Given exercise: List every line in the material below that contains the word "above".

Source material:

┌────────

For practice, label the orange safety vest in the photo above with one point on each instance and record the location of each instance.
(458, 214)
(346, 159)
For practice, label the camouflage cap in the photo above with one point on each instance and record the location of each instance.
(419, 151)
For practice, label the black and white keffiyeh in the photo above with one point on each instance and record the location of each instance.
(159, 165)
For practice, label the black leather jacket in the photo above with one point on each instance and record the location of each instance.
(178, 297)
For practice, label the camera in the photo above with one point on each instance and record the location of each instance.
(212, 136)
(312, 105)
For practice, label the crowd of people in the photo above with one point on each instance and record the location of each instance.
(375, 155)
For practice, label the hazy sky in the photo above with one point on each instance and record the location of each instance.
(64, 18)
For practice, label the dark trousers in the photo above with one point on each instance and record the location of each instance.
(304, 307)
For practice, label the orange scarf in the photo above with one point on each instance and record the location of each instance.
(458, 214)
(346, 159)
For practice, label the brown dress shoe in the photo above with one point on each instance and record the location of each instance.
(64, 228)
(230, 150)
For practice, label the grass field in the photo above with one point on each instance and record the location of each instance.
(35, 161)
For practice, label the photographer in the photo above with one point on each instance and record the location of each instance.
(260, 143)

└────────
┌────────

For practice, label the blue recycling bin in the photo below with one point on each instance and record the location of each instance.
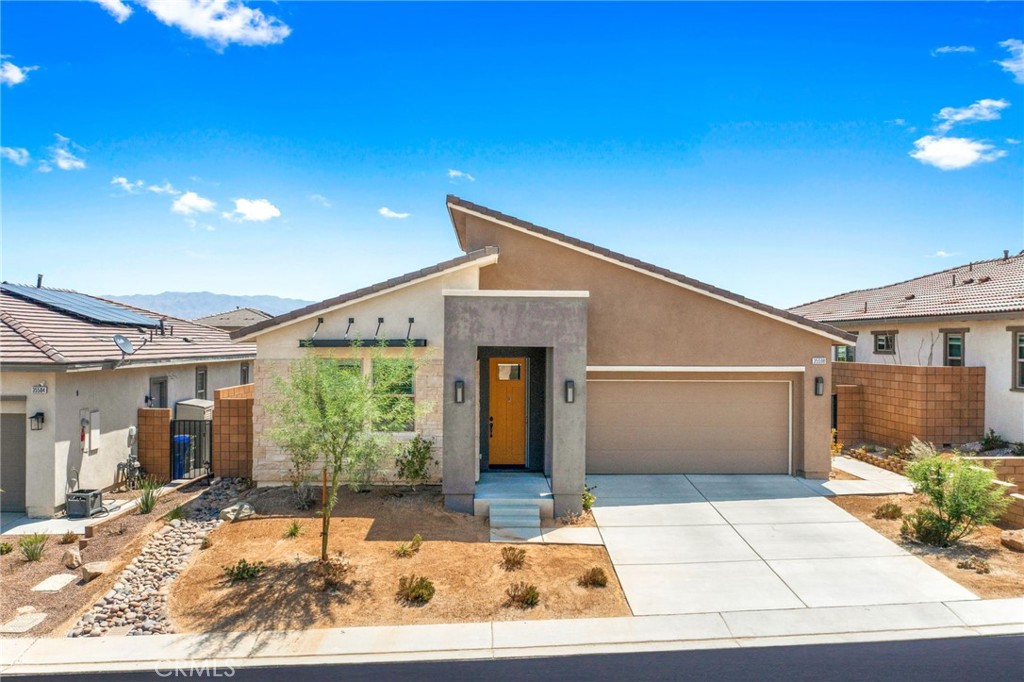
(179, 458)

└────────

Response to this task:
For practice, label the orange safety vest in the photo above with one point on each instance and record the location of each instance.
For practice, label the camouflage cap in the photo above with one point on each instance and record the location of each instance.
For practice, label the black and white keffiyeh in the photo above with one point on each instance and record the location of each instance.
For practice, label the black leather jacket in the photo above with one point on each instance and record the location of each instance.
For practice, label the camera in the photo above with one point on each instance and record the location of each instance.
For practice, label the crowd of people in the photo above with one point on each instance and record the location of each instance.
For practice, label the hazy sky in the photo above with one point on each instance and record the location of each instance.
For practice, label the dark trousers in the photo above with one point on each instance and record the location of each instance.
For practice, label the orange scarf in the photo above with one point on each instance and record the location of each instance.
For practice, label the brown dress shoe in the photo above with one point on each instance and record the location of each instance.
For practice, label the grass field in the photo above with one point on each instance and record the location of each instance.
For practice, label the photographer in the photo above with one point on each instance and record the location of each instance.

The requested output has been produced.